▶ _Brano da leggere_
Rinunciare a difendere le produzioni agricole nazionali e far spazio alle importazioni, anche di qualità discutibile, che magari arrivano da Paesi non rispettosi dei diritti umani. L’Unione va avanti con la sua politica. Tra gli obiettivi: mettere a riposo il 20 per cento dei suoi terreni. La ricchezza degli Stati-membri come l’Italia (ma anche l’alimentazione e la salute dei suoi cittadini) vengono dopo.
L’Italia con il record di valore aggiunto agricolo nel 2023, un export da oltre 60 miliardi di euro o, per dirla con altre cifre, un quarto del Pil affidato all’agroalimentare (lo scorso anno, invece, a causa del grano la Francia ci aveva superato – 43,5 miliardi di euro contro 38,4 – anche se la Germania restava lontanissima, sotto i 30 miliardi), ecco per tutti questi motivi il nostro Paese si sentiva già «milionario». Invece, parafrasando Gennaro nel capolavoro napoletano di Eduardo De Filippo, si trova a esorcizzare il futuro: ha da passà ’a nuttata. Perché di «passata» si tratta, ma quella di pomodoro. Ha fatto grande Napoli in cucina, nei campi e nell’industria – grazie a un piemontese: Francesco Cirio – e ha esteso il successo al Mezzogiorno, ma ora è la spia rossa di un decadimento dell’agricoltura italiana, conseguente alle scelte della Commissione europea in carica. Succederà tra qualche settimana con la vendemmia e il vino (stiamo perdendo la leadership produttiva) con l’extravergine di oliva (200 mila tonnellate se andrà bene, siamo passati da primi a ottavi nel mondo), con la frutta e la verdura (dopo la batosta dell’alluvione in Romagna) dove l’import, due milioni di tonnellate, ha superato l’export pari a 1,7 milioni. L’Italia, insomma, sta diventando un Paese fortemente deficitario nel settore agricolo.

▶ _Dati di origine_
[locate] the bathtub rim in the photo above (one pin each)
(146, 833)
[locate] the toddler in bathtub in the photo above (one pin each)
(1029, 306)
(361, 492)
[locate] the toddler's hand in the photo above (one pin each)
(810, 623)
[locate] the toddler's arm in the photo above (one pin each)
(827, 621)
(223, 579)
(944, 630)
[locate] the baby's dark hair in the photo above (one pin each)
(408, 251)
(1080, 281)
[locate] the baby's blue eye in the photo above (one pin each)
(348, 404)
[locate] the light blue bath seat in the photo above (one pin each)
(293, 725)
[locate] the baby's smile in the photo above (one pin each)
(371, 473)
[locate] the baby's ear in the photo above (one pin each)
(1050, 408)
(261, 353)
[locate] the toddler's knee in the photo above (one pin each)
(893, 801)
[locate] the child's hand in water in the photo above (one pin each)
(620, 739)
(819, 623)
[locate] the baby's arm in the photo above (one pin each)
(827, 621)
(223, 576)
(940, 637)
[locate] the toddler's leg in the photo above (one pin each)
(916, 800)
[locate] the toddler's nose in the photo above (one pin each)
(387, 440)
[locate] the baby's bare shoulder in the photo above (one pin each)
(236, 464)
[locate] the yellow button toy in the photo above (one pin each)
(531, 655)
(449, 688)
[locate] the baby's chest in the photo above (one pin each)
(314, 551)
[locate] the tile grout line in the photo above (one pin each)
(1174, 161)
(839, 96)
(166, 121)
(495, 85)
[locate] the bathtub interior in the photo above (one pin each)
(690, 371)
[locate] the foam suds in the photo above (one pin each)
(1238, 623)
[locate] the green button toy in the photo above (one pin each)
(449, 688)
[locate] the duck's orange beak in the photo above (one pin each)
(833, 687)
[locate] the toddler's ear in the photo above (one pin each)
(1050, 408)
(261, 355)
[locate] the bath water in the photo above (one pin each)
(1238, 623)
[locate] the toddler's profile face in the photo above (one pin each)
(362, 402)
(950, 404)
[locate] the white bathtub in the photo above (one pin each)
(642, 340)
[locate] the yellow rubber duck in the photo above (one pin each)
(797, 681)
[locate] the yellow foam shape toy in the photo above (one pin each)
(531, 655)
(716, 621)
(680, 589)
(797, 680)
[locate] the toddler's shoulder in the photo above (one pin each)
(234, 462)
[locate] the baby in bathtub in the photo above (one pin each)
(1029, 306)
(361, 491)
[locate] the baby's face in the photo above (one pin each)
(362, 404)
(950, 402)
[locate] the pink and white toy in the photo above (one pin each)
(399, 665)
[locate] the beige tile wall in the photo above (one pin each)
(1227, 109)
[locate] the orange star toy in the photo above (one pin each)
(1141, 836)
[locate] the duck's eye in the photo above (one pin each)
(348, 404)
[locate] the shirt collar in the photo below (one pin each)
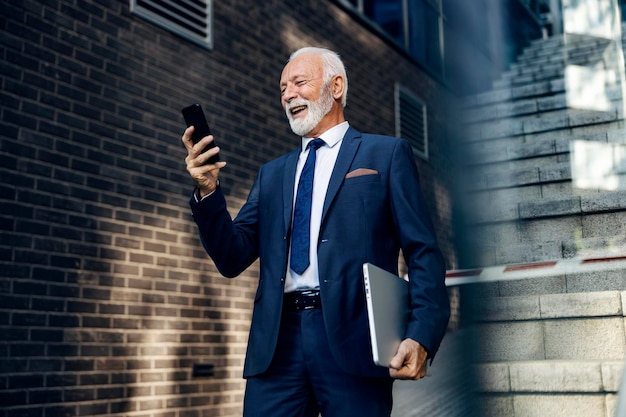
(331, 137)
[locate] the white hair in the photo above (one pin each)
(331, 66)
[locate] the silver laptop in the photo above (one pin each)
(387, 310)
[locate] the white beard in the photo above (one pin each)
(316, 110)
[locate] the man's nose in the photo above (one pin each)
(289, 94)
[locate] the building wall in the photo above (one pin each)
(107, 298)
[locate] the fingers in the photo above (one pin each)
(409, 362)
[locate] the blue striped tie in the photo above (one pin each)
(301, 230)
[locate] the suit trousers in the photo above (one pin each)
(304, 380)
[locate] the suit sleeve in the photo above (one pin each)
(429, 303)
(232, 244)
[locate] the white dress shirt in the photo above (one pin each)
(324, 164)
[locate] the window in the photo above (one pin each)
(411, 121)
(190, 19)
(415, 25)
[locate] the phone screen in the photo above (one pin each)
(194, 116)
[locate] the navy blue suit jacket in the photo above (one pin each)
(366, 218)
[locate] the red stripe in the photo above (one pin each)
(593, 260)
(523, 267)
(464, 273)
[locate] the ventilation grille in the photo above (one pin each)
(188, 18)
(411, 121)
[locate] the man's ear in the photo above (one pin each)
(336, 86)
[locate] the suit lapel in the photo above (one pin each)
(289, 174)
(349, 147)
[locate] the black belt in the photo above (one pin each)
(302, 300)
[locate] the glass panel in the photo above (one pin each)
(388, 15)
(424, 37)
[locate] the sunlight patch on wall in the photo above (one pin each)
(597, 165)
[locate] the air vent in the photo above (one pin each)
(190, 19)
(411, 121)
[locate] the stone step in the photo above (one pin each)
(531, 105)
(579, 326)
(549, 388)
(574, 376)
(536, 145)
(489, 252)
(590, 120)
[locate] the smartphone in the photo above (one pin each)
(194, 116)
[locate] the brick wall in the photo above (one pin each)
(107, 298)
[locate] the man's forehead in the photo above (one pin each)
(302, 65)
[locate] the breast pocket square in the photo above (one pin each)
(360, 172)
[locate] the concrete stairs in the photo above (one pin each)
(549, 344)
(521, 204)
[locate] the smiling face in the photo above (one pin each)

▶ _Azioni richieste_
- 1) Per ciascuna delle seguenti affermazioni, indichi se concorda con il brano rispondendo sì o no e citando testualmente le parole del brano che lo stabiliscono: (a) nel 2023 l’Italia ha registrato un record di valore aggiunto agricolo; (b) nella produzione di olio extravergine di oliva l’Italia resta prima al mondo; (c) nel settore della frutta e della verdura l’export italiano supera l’import.
- 2) Ricopi parola per parola le righe dell’elenco a partire da quella che contiene "[locate] the suit trousers" e proseguendo fino alla fine dell’elenco, includendo entrambi gli estremi.

▶ _Risposte complete_
- 1)
(a) Sì: «L’Italia con il record di valore aggiunto agricolo nel 2023».
(b) No: «siamo passati da primi a ottavi nel mondo».
(c) No: «l’import, due milioni di tonnellate, ha superato l’export pari a 1,7 milioni».

- 2)
[locate] the suit trousers in the photo above (one pin each)
(304, 380)
[locate] the suit sleeve in the photo above (one pin each)
(429, 303)
(232, 244)
[locate] the white dress shirt in the photo above (one pin each)
(324, 164)
[locate] the window in the photo above (one pin each)
(411, 121)
(190, 19)
(415, 25)
[locate] the phone screen in the photo above (one pin each)
(194, 116)
[locate] the navy blue suit jacket in the photo above (one pin each)
(366, 218)
[locate] the red stripe in the photo above (one pin each)
(593, 260)
(523, 267)
(464, 273)
[locate] the ventilation grille in the photo above (one pin each)
(188, 18)
(411, 121)
[locate] the man's ear in the photo above (one pin each)
(336, 86)
[locate] the suit lapel in the photo above (one pin each)
(289, 174)
(349, 147)
[locate] the black belt in the photo above (one pin each)
(302, 300)
[locate] the glass panel in the photo above (one pin each)
(388, 15)
(424, 37)
[locate] the sunlight patch on wall in the photo above (one pin each)
(597, 165)
[locate] the air vent in the photo above (one pin each)
(190, 19)
(411, 121)
[locate] the stone step in the photo above (one pin each)
(531, 105)
(579, 326)
(549, 388)
(574, 376)
(536, 145)
(489, 252)
(590, 120)
[locate] the smartphone in the photo above (one pin each)
(194, 116)
[locate] the brick wall in the photo above (one pin each)
(107, 298)
[locate] the man's forehead in the photo above (one pin each)
(302, 65)
[locate] the breast pocket square in the photo above (one pin each)
(360, 172)
[locate] the concrete stairs in the photo above (one pin each)
(549, 344)
(521, 204)
[locate] the smiling face in the photo above (one pin each)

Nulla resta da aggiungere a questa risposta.